Provided passage section start

So far, many clinical studies in non-T2DM patients have shown that hippocampal volume benefits from aerobic training [22], similar to that observed in our study. However, another clinical study for non-T2DM patients [23] found that both the paleolithic diet and the diet combined with the aerobic training group improved right hippocampal volume, but no additional benefits on hippocampal volume have been reported when aerobic training was added to the paleolithic diet. This inconsistency might be related to their small sample size (n=24), short-term intervention (12 weeks), and the difference of subjects (diabetes VS non-T2DM).
It is worth noting that in our study, left hippocampal volume increased by 0.5%, 2.4% in right hippocampal volume, and 1.5% in total hippocampal volume. These changes in volume were less than those reported by Ten et al. [24], who showed that after six months of mild twice-weekly aerobic training (outdoor walking program), the volume of the left, right, and total hippocampus increased by 5.6%, 2.5%, and 4%, respectively. The differences might be explained by the following reasons. First, their subjects were patients with mild cognitive impairment, which aggravated the damage to hippocampal volume, so there is great space for improvement. Second, the subjects of their study were female patients, and women were more likely to benefit from aerobic training than men [25].

Provided passage section end
Exercise data section start

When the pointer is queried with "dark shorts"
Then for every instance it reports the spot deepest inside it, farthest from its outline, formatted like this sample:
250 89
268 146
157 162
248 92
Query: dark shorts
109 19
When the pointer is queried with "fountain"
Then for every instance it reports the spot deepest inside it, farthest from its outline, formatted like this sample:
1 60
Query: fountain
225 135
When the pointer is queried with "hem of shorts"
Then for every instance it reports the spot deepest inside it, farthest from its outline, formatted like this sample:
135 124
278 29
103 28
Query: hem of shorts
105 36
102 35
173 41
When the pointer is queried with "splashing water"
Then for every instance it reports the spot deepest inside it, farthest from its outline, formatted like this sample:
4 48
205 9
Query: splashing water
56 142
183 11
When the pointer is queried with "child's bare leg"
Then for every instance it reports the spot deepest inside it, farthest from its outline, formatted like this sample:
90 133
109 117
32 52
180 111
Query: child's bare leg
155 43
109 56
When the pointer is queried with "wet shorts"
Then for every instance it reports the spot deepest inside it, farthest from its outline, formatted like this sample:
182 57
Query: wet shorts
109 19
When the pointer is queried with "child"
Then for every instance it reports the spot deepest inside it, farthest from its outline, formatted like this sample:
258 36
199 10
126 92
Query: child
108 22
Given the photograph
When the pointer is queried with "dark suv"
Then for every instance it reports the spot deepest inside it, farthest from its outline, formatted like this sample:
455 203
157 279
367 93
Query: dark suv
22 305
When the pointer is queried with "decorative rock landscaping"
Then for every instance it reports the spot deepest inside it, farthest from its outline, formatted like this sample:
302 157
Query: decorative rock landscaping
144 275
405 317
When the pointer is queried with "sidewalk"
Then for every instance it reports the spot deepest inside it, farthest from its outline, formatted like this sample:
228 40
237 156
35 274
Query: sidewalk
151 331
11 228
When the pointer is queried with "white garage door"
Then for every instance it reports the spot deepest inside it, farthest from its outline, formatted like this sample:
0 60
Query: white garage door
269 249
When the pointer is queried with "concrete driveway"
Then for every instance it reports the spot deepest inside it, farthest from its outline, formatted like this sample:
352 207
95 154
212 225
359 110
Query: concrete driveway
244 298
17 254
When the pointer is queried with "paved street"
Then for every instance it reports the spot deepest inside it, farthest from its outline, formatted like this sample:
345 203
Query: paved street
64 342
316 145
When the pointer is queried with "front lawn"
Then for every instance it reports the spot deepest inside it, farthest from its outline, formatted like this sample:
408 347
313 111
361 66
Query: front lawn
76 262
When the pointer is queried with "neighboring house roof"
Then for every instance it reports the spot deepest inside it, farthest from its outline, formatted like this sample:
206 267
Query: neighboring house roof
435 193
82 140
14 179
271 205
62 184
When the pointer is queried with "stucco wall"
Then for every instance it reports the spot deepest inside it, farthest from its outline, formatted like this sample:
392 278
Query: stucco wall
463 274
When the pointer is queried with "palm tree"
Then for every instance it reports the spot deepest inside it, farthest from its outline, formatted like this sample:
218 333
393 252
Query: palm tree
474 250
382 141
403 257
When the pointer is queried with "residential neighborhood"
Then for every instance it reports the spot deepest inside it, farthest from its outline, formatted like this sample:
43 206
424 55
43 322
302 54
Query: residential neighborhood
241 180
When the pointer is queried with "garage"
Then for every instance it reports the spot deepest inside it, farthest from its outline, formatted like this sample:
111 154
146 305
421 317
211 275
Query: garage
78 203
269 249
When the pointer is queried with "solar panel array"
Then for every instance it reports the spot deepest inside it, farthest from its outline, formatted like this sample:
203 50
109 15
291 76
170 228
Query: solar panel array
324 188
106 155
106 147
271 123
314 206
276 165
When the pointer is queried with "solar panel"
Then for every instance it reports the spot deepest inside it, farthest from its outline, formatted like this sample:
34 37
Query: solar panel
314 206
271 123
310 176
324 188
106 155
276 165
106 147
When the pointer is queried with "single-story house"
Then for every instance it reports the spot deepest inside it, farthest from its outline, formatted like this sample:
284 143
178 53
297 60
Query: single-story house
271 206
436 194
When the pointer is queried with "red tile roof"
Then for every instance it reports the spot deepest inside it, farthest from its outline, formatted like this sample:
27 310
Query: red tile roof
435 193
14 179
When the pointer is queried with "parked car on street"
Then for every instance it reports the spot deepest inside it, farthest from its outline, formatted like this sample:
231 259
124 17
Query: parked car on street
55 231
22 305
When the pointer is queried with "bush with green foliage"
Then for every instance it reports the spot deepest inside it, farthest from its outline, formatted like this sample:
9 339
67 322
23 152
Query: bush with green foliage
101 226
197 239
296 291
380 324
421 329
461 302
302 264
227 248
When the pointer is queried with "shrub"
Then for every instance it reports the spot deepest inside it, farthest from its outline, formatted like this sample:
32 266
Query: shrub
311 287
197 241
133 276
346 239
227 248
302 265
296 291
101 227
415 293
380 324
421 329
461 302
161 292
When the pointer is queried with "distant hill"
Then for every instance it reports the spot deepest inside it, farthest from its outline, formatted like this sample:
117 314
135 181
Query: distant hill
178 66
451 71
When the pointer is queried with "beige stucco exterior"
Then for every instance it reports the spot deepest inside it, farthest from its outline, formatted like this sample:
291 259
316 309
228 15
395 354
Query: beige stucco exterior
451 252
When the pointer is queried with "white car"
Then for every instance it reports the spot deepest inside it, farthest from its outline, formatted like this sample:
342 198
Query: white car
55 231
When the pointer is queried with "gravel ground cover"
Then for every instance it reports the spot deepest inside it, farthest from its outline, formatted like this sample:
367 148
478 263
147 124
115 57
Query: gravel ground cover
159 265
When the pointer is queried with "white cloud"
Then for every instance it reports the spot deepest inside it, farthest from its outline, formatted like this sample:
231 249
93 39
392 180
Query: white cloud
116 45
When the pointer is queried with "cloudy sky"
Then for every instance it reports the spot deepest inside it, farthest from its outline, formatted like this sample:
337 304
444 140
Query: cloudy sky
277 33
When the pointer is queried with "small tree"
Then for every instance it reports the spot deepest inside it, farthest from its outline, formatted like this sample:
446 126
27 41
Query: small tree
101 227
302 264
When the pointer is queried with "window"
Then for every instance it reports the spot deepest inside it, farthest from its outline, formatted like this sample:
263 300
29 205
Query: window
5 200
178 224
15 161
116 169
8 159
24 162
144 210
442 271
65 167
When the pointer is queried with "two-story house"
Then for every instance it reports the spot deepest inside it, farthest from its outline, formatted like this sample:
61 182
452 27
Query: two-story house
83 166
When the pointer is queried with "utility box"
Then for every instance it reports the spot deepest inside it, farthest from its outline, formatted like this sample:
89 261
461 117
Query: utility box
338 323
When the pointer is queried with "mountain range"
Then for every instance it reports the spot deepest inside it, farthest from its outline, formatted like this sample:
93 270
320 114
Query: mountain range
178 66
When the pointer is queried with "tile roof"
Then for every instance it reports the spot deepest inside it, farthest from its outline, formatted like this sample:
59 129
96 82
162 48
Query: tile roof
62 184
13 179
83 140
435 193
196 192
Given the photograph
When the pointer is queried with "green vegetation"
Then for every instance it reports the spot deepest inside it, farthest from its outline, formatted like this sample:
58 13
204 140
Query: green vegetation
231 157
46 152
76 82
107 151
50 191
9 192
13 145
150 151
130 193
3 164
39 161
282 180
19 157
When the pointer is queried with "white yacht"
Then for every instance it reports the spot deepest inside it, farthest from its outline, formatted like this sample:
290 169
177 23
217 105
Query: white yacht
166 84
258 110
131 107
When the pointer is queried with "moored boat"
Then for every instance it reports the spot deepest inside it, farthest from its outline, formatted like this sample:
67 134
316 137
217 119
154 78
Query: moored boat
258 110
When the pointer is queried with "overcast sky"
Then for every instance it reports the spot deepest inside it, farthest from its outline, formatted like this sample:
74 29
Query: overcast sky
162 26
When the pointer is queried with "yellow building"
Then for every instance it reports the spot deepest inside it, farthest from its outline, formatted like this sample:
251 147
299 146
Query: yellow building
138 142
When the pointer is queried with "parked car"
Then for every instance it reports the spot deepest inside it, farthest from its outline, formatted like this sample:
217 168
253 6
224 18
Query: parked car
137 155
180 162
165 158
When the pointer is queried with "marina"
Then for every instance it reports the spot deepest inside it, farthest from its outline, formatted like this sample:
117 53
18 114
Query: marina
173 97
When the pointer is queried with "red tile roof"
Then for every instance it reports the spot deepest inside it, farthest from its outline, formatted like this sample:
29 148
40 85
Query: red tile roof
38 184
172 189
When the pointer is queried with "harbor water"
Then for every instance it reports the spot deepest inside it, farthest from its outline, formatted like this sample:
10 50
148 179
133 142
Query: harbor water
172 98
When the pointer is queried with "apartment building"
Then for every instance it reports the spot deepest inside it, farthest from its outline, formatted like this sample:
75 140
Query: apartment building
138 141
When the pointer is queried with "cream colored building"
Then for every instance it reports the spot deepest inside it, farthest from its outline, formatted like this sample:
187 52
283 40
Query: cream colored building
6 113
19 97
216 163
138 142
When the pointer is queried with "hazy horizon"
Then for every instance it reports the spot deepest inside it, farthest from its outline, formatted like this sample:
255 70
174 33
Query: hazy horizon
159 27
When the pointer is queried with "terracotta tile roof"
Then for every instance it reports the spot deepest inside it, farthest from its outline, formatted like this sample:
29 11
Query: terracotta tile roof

Exercise data section end

■ **Instructions for the task**: Write out the passage on hippocampal volume from "So far, many" up to and including "(diabetes VS non-T2DM).", copying it word for word.

■ **Answer to this task**:
So far, many clinical studies in non-T2DM patients have shown that hippocampal volume benefits from aerobic training [22], similar to that observed in our study. However, another clinical study for non-T2DM patients [23] found that both the paleolithic diet and the diet combined with the aerobic training group improved right hippocampal volume, but no additional benefits on hippocampal volume have been reported when aerobic training was added to the paleolithic diet. This inconsistency might be related to their small sample size (n=24), short-term intervention (12 weeks), and the difference of subjects (diabetes VS non-T2DM).